◆ **Set problem 1**:
In the patch discussion about arm64_mov__parse, how would the passage between "Re: [PATCH v2" and "without symbolic annotations.", inclusive, read with "parser" changed to "decoder"?
◆ **Set problem 2**:
Answer these questions from the patch discussion about arm64_mov__parse:
(a) What date and time appear on Tengda Wu's reply?
(b) How many insertions and deletions does the patch make?
(c) Which character after a comma signals an immediate offset?
◆ **Set problem 3**:
Can you pick up the reply about arm64_mov__parse where it stops and continue it?

◆ **Passage provided**:

Re: [PATCH v2 03/16] perf annotate-arm64: Generalize arm64_mov__parse to support standard operands

From: Tengda Wu

Date: Fri Apr 10 2026 - 06:06:23 EST

On 2026/4/7 14:58, Namhyung Kim wrote:
> On Fri, Apr 03, 2026 at 09:47:47AM +0000, Tengda Wu wrote:
>> The current arm64_mov__parse() implementation strictly requires the
>> operand to contain a symbol suffix in the "<symbol>" format. This
>> causes the parser to fail for standard instructions that only contain
>> raw immediates or registers without symbolic annotations.
>>
>> Refactor the function to make symbol matching optional. The parser now
>> correctly extracts the target operand and only attempts to parse the
>> "<symbol>" suffix if it exists. This change also introduces better
>> handling for whitespace and comments, and adds support for multi-register
>> check via arm64__check_multi_regs(), ensuring compatibility with a
>> wider range of arm64 instruction formats.
>>
>> Signed-off-by: Tengda Wu <wutengda@xxxxxxxxxxxxxxx>
>> ---
>> .../perf/util/annotate-arch/annotate-arm64.c | 85 ++++++++++++++-----
>> 1 file changed, 65 insertions(+), 20 deletions(-)
>>
>> diff --git a/tools/perf/util/annotate-arch/annotate-arm64.c b/tools/perf/util/annotate-arch/annotate-arm64.c
>> index 33080fdca125..4c42323b0c18 100644
>> --- a/tools/perf/util/annotate-arch/annotate-arm64.c
>> +++ b/tools/perf/util/annotate-arch/annotate-arm64.c
>> @@ -14,12 +14,38 @@ struct arch_arm64 {
>> regex_t jump_insn;
>> };
>>
>> +static bool arm64__check_multi_regs(const char *op)
>> +{
>> + char *comma = strchr(op, ',');
>> +
>> + while (comma) {
>> + char *next = comma + 1;
>> +
>> + next = skip_spaces(next);
>> +
>> + /*
>> + * Check the first valid character after the comma:
>> + * - If it is '#', it indicates an immediate offset (e.g., [x1, #16]).
>> + * - If it is an alphabetic character, it is highly likely a
>> + * register name (e.g., x, w, s, d, q, v, p, z).
>> + * - Special cases: Alias and control registers like sp, xzr,
>> + * and wzr all start with an alphabetic character.
>> + */
>> + if (*next && *next != '#' && isalpha(*next))
>> + return true;
>
> It seems you check any alphabet charactor after a comma for multi-regs.
> Does that mean the first component before the comma should be another
> register?
>

I referred to the manual, and theoretically, that is the case. However,
it might be more robust to add a check for the register before the comma as well?

◆ **Extracted records**:
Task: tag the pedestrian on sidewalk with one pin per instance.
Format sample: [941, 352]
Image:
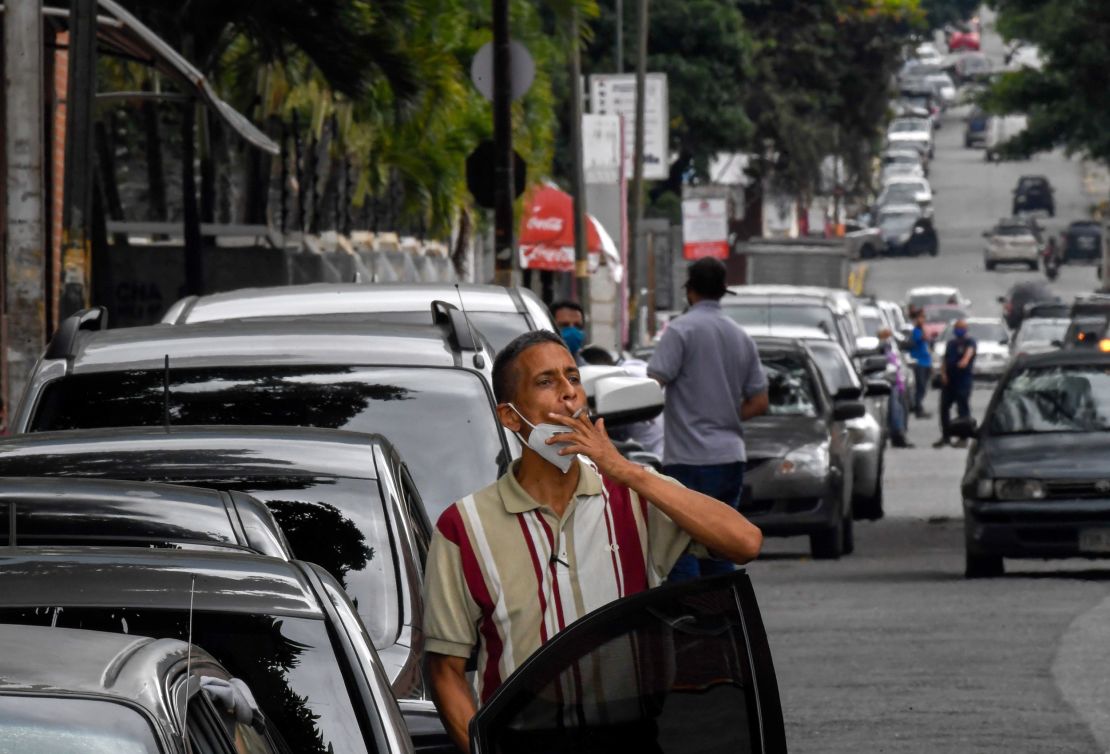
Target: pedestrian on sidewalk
[957, 381]
[572, 521]
[714, 381]
[922, 363]
[896, 412]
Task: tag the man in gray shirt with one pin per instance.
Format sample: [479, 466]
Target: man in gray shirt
[714, 380]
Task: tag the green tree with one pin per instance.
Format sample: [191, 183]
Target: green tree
[1066, 100]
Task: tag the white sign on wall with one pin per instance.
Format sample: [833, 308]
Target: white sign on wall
[615, 94]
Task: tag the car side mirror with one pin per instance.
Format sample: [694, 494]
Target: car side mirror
[618, 398]
[878, 388]
[845, 411]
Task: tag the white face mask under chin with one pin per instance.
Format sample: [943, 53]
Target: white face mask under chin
[537, 441]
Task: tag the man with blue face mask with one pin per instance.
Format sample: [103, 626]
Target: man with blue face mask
[956, 381]
[569, 528]
[571, 322]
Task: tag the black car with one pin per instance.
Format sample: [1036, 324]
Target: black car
[1033, 192]
[345, 502]
[1020, 295]
[799, 456]
[284, 627]
[1037, 481]
[89, 512]
[1082, 241]
[100, 692]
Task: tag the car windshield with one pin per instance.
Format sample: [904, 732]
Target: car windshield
[789, 388]
[772, 314]
[64, 725]
[289, 663]
[834, 365]
[1053, 399]
[463, 451]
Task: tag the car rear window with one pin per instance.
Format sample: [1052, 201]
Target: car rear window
[440, 420]
[289, 663]
[48, 724]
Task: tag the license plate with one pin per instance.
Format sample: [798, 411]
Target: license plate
[1095, 540]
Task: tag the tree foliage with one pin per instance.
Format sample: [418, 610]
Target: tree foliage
[1067, 100]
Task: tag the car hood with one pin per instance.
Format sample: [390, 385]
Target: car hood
[1052, 455]
[774, 436]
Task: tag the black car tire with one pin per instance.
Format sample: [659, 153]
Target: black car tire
[984, 566]
[828, 543]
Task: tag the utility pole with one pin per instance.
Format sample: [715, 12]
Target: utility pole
[577, 177]
[635, 280]
[618, 62]
[24, 251]
[77, 181]
[504, 245]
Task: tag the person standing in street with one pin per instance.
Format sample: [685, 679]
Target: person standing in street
[571, 322]
[957, 381]
[896, 414]
[922, 363]
[714, 381]
[571, 526]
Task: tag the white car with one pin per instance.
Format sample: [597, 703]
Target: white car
[915, 132]
[907, 190]
[992, 345]
[925, 295]
[1010, 242]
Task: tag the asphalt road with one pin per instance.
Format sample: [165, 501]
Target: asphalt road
[890, 649]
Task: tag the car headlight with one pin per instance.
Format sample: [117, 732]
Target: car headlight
[1019, 489]
[806, 460]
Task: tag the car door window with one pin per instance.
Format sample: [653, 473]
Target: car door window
[678, 669]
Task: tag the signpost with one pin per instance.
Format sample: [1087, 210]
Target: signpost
[615, 94]
[705, 228]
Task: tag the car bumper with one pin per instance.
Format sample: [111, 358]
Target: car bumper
[1042, 529]
[783, 506]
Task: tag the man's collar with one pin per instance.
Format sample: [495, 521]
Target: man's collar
[516, 500]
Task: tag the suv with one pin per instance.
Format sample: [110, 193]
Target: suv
[84, 512]
[345, 501]
[286, 629]
[68, 687]
[1033, 192]
[500, 313]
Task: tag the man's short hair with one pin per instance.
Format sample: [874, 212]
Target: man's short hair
[567, 304]
[505, 379]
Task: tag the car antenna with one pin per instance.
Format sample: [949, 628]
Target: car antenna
[189, 662]
[165, 394]
[470, 328]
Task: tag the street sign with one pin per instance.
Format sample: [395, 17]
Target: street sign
[705, 228]
[480, 174]
[615, 94]
[523, 70]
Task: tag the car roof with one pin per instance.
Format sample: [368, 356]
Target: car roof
[342, 298]
[219, 451]
[109, 510]
[225, 582]
[271, 342]
[78, 661]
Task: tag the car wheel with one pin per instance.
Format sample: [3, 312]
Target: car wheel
[828, 543]
[984, 566]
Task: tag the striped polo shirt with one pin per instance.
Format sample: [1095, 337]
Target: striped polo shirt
[505, 573]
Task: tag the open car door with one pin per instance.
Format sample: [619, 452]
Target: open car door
[679, 669]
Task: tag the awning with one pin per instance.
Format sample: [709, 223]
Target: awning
[119, 32]
[547, 234]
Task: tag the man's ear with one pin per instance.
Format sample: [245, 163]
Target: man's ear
[508, 418]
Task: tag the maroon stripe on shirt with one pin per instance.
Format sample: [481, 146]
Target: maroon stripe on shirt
[451, 525]
[627, 534]
[540, 577]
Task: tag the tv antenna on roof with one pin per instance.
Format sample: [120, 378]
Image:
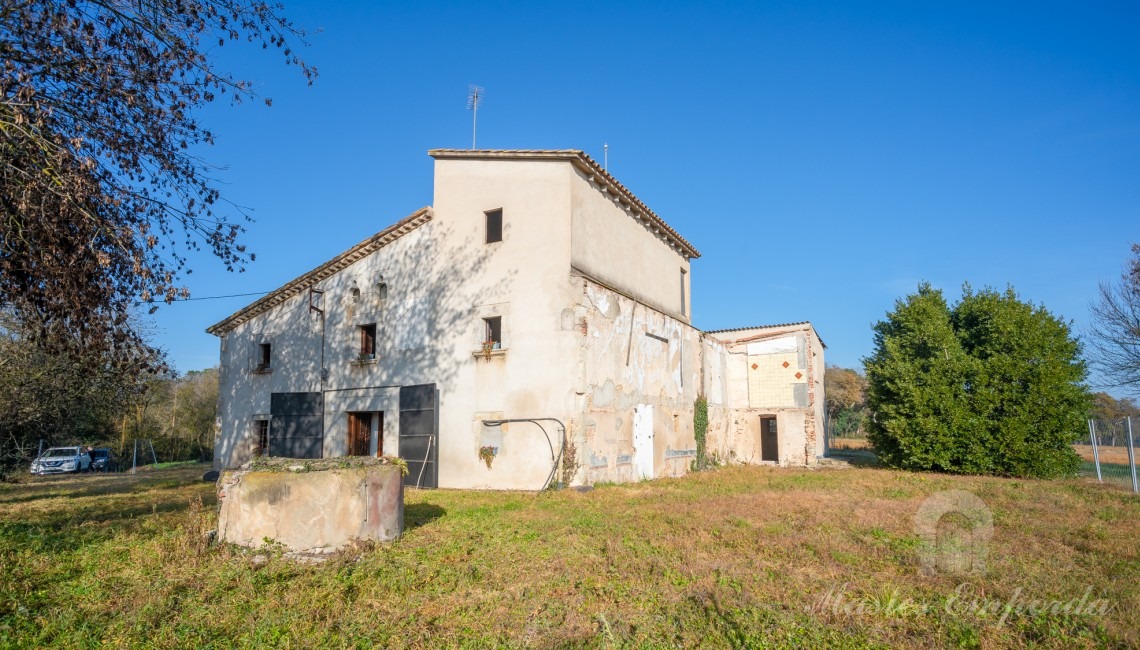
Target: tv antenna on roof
[474, 98]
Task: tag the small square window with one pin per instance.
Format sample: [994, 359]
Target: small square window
[368, 341]
[265, 357]
[684, 301]
[494, 226]
[493, 332]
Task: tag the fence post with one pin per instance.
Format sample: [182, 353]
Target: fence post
[1096, 455]
[1132, 457]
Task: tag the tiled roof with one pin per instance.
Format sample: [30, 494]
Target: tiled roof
[325, 270]
[757, 327]
[595, 173]
[776, 326]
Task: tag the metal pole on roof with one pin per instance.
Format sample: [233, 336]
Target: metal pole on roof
[474, 98]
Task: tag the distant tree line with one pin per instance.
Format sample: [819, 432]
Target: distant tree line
[66, 397]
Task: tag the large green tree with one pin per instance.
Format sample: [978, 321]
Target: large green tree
[988, 386]
[56, 397]
[1116, 327]
[846, 397]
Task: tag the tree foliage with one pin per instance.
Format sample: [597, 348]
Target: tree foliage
[990, 386]
[103, 194]
[1116, 326]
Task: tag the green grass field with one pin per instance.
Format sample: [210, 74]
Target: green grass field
[739, 557]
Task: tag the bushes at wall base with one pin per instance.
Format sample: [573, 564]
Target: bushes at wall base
[990, 386]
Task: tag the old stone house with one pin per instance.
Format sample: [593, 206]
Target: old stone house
[536, 306]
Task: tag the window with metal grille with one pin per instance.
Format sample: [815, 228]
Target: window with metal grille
[265, 357]
[368, 342]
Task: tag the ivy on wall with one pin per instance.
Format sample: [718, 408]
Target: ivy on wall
[700, 429]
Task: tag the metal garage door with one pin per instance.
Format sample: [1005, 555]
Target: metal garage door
[296, 424]
[420, 435]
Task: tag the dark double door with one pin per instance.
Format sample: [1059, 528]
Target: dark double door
[770, 439]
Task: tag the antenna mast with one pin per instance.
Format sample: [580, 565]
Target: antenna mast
[474, 98]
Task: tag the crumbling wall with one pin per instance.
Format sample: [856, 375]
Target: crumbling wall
[637, 373]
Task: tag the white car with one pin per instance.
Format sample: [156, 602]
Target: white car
[60, 460]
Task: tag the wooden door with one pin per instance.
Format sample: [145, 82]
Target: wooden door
[359, 433]
[380, 433]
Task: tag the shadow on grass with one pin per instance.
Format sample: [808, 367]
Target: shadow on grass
[417, 514]
[103, 486]
[856, 457]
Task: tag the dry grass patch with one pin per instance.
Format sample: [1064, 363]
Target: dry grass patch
[734, 558]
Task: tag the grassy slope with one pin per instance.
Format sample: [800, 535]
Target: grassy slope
[737, 557]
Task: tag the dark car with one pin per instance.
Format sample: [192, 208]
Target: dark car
[60, 460]
[103, 460]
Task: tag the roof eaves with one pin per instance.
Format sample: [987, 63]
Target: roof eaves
[325, 270]
[774, 326]
[595, 173]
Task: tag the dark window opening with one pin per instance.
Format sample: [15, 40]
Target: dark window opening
[359, 433]
[368, 341]
[770, 439]
[493, 332]
[262, 430]
[494, 226]
[265, 357]
[683, 292]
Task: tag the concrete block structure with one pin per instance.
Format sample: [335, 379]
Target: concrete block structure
[537, 307]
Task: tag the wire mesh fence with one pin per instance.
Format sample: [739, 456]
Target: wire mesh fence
[1109, 452]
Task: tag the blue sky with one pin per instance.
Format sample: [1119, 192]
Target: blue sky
[823, 157]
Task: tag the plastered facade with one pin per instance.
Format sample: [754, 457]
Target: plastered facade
[592, 291]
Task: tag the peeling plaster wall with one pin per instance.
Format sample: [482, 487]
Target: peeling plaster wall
[734, 415]
[626, 357]
[611, 245]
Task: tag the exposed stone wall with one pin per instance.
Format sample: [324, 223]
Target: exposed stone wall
[635, 365]
[318, 509]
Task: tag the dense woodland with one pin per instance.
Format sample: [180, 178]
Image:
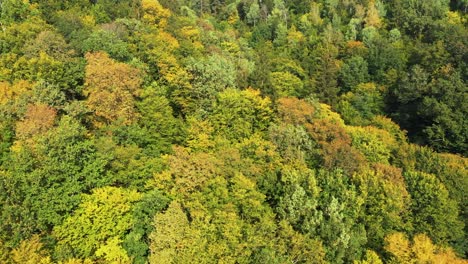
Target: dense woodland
[233, 131]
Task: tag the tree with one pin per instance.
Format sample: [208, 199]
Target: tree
[45, 180]
[97, 227]
[238, 114]
[434, 213]
[111, 87]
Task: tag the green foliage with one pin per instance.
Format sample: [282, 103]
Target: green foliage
[434, 213]
[97, 226]
[233, 131]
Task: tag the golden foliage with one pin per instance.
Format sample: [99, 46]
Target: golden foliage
[111, 87]
[38, 119]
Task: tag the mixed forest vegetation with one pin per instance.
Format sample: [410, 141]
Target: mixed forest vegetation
[233, 131]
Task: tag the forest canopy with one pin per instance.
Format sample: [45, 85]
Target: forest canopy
[233, 131]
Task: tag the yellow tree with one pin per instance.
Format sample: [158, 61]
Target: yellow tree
[111, 87]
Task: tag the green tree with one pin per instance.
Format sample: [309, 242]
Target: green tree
[97, 227]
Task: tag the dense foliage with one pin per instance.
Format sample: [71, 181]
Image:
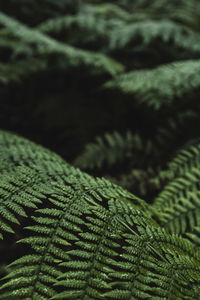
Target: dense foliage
[113, 88]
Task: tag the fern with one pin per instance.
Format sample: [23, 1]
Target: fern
[160, 86]
[90, 239]
[48, 46]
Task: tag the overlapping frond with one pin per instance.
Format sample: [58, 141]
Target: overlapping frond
[45, 46]
[90, 239]
[179, 202]
[161, 86]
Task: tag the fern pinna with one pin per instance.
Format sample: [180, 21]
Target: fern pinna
[89, 238]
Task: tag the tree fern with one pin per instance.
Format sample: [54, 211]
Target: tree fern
[46, 45]
[160, 86]
[178, 203]
[90, 239]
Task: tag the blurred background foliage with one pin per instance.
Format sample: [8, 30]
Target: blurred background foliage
[111, 86]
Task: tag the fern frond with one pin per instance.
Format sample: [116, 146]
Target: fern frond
[92, 240]
[110, 149]
[151, 30]
[20, 190]
[179, 202]
[46, 45]
[161, 86]
[114, 148]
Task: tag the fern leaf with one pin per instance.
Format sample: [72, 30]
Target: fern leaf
[160, 86]
[47, 45]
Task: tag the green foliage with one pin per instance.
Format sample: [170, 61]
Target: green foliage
[89, 238]
[125, 75]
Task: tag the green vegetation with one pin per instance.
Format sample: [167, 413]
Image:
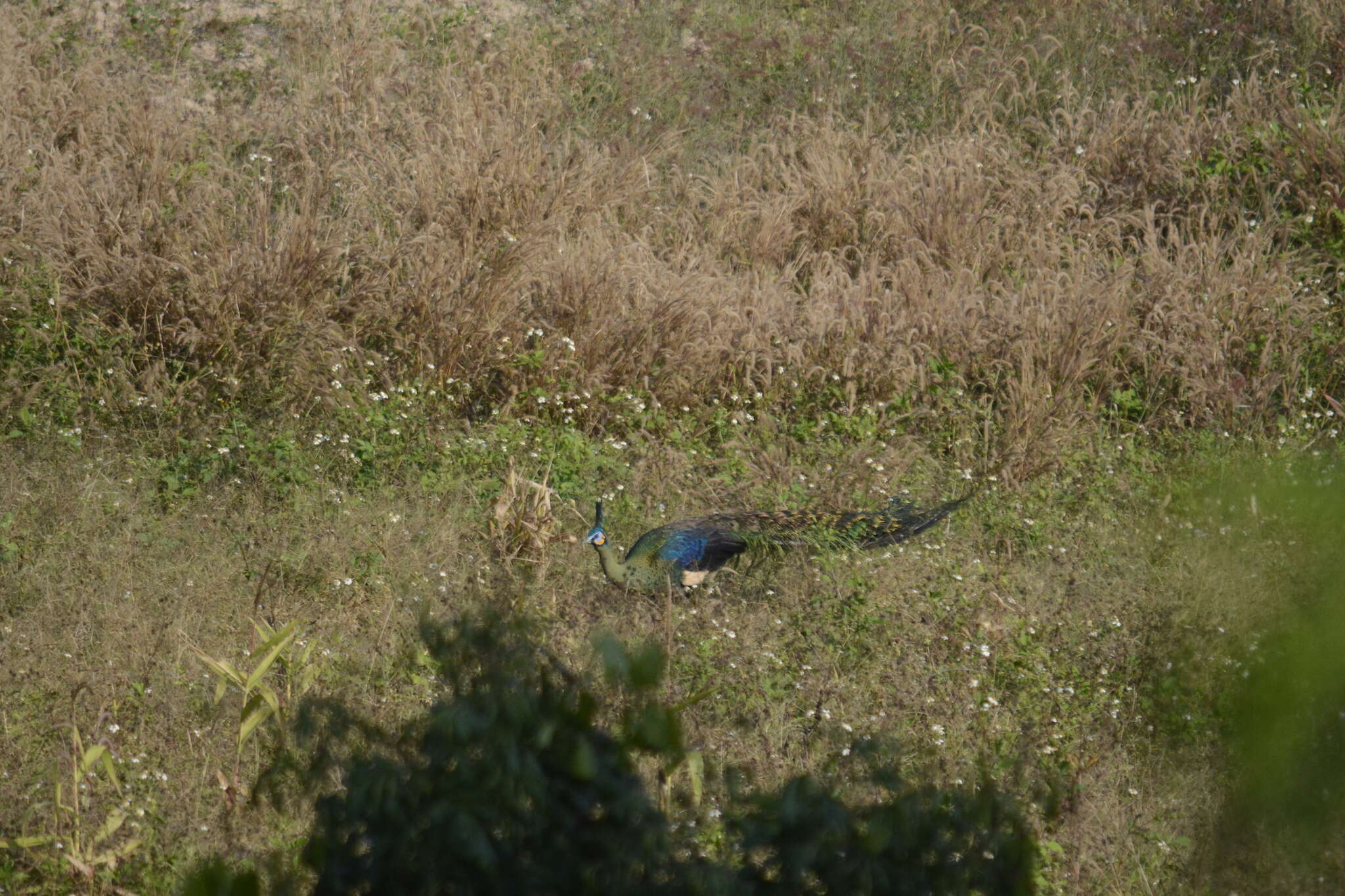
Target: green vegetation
[323, 326]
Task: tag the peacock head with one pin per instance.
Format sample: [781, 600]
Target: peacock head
[598, 538]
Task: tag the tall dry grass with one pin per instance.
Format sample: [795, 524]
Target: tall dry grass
[1055, 245]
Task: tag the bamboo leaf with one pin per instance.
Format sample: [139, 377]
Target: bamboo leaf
[221, 668]
[91, 757]
[109, 825]
[256, 711]
[272, 648]
[26, 843]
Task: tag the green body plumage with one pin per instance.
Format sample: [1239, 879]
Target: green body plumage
[685, 553]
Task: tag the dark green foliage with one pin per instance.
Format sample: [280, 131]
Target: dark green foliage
[1287, 720]
[510, 785]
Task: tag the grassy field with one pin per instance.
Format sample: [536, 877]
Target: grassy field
[342, 314]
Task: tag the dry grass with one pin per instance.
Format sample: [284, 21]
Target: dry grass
[847, 250]
[1056, 246]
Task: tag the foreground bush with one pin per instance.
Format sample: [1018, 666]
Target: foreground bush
[510, 785]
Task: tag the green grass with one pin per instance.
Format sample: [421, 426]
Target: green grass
[393, 296]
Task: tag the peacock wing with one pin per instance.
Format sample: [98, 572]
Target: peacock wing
[697, 548]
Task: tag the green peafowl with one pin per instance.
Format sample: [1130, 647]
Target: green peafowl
[685, 553]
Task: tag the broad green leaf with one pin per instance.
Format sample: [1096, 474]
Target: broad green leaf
[272, 649]
[26, 843]
[91, 757]
[109, 825]
[255, 712]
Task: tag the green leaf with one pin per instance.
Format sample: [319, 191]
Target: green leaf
[272, 649]
[26, 843]
[256, 711]
[109, 825]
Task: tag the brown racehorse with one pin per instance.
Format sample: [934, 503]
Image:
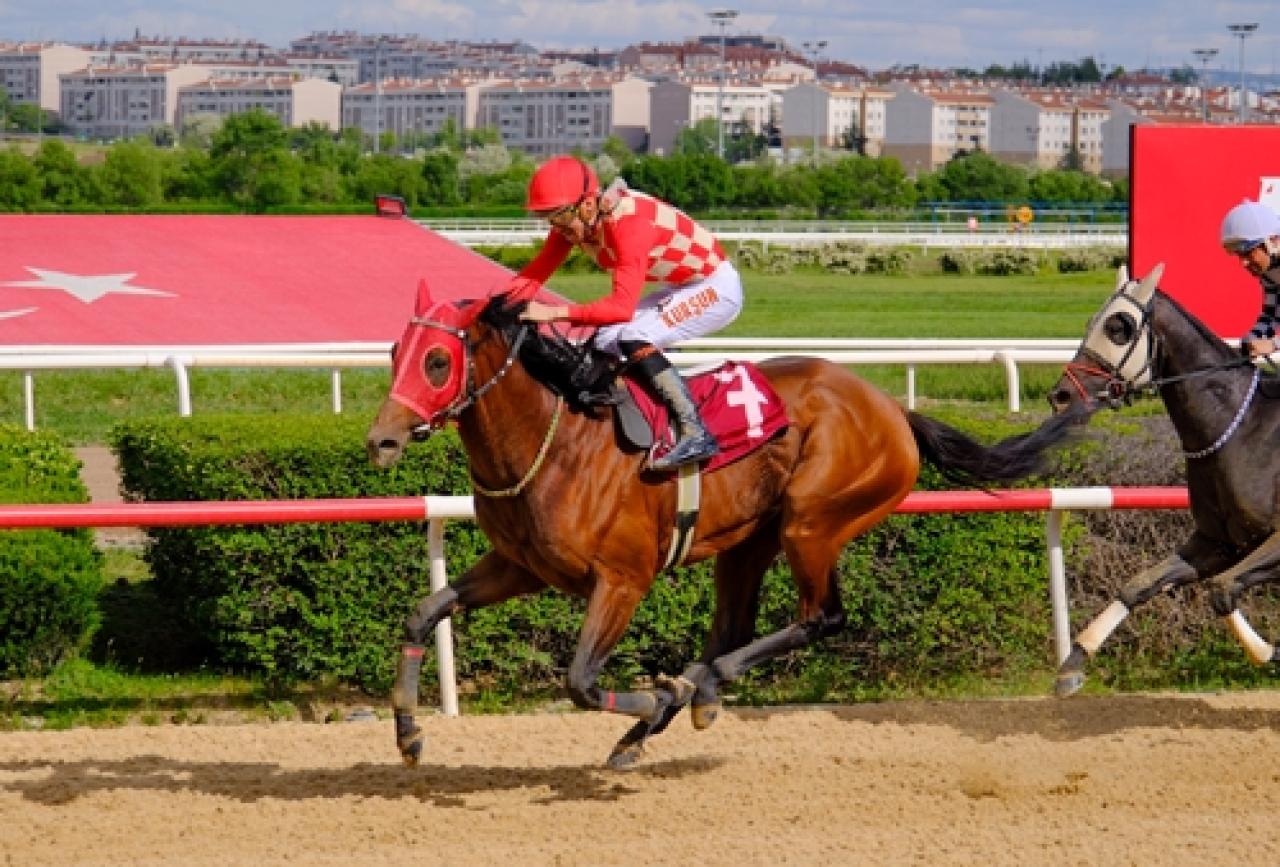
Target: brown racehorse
[563, 506]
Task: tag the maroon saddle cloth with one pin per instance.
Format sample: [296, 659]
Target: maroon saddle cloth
[737, 404]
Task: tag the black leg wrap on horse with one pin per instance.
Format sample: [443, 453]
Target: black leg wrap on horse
[408, 735]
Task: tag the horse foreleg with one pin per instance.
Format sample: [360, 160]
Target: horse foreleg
[1168, 574]
[493, 579]
[1258, 566]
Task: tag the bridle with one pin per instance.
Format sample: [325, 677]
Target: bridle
[1119, 387]
[470, 392]
[1132, 374]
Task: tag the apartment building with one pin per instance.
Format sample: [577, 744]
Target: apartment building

◆ **Exercise result 1**:
Re: [PATCH v2 03/16] perf annotate-arm64: Generalize arm64_mov__parse to support standard operands

From: Tengda Wu

Date: Fri Apr 10 2026 - 06:06:23 EST

On 2026/4/7 14:58, Namhyung Kim wrote:
> On Fri, Apr 03, 2026 at 09:47:47AM +0000, Tengda Wu wrote:
>> The current arm64_mov__parse() implementation strictly requires the
>> operand to contain a symbol suffix in the "<symbol>" format. This
>> causes the decoder to fail for standard instructions that only contain
>> raw immediates or registers without symbolic annotations.

◆ **Exercise result 2**:
(a) Fri Apr 10 2026 - 06:06:23 EST
(b) 65 insertions and 20 deletions
(c) '#'

◆ **Exercise result 3**:
>> +
>> + comma = strchr(next, ',');
>> + }
>> +
>> + return false;
>> +}
>> +
>> static int arm64_mov__parse(const struct arch *arch __maybe_unused,
>> struct ins_operands *ops,
>> struct map_symbol *ms __maybe_unused,
>> struct disasm_line *dl __maybe_unused)
>> {
>> - char *s = strchr(ops->raw, ','), *target, *endptr;
>> + char *s = strchr(ops->raw, ','), *target, *endptr, *comment, prev;
>>
>> if (s == NULL)
>> return -1;
>> @@ -31,29 +57,48 @@ static int arm64_mov__parse(const struct arch *arch __maybe_unused,
>> if (ops->source.raw == NULL)
>> return -1;
>>
>> - target = ++s;
>> + target = skip_spaces(++s);
>> + comment = strchr(s, arch->objdump.comment_char);
>> +
>> + if (comment != NULL)
>> + s = comment - 1;
>> + else
>> + s = strchr(s, '\0') - 1;
>
> An interesting use of strchr(). Oh, I found the strchr(3) man page
> also mentions that it's a supported use case. TIL.
>

Haha, TIL as well when I first encountered it.

>
>> +
>> + while (s > target && isspace(s[0]))
>> + --s;
>> + s++;
>> + prev = *s;
>> + *s = '\0';
>> ops->target.raw = strdup(target);
>> + *s = prev;
>> +
>> if (ops->target.raw == NULL)
>> goto out_free_source;
>>
>> - ops->target.addr = strtoull(target, &endptr, 16);
>> - if (endptr == target)
>> - goto out_free_target;
>> -
>> - s = strchr(endptr, '<');
>> - if (s == NULL)
>> - goto out_free_target;
>> - endptr = strchr(s + 1, '>');
>> - if (endptr == NULL)
>> - goto out_free_target;
>> -
>> - *endptr = '\0';
>> - *s = ' ';
>> - ops->target.name = strdup(s);
>> - *s = '<';
>> - *endptr = '>';
>> - if (ops->target.name == NULL)
>> - goto out_free_target;
>> + ops->target.multi_regs = arm64__check_multi_regs(ops->target.raw);
>> +
>> + /* Parse address followed by symbol name, e.g. "addr <symbol>" */
>> + if (strchr(target, '<') != NULL) {
>> + ops->target.addr = strtoull(target, &endptr, 16);
>> + if (endptr == target)
>> + goto out_free_target;
>
> Hmm.. shouldn't this part be executed regardless of presence of a symbol
> name?
>

Agreed.

>> +
>> + s = strchr(endptr, '<');
>> + if (s == NULL)
>> + goto out_free_target;
>
> It'd be safer to check `if (*skip_spaces(endptr) == '<')` rather than
> strchr().

Agreed.

>
>
>> + endptr = strchr(s + 1, '>');
>> + if (endptr == NULL)
>> + goto out_free_target;
>
> I'm afraid C++ programs can have symbols with <> for templates.
> Probably strrchr() would work.
>
> Thanks,
> Namhyung
>

And thanks for the reminder about C++ templates! I completely overlooked the nested <> case.

-- Tengda

>> +
>> + *endptr = '\0';
>> + *s = ' ';
>> + ops->target.name = strdup(s);
>> + *s = '<';
>> + *endptr = '>';
>> + if (ops->target.name == NULL)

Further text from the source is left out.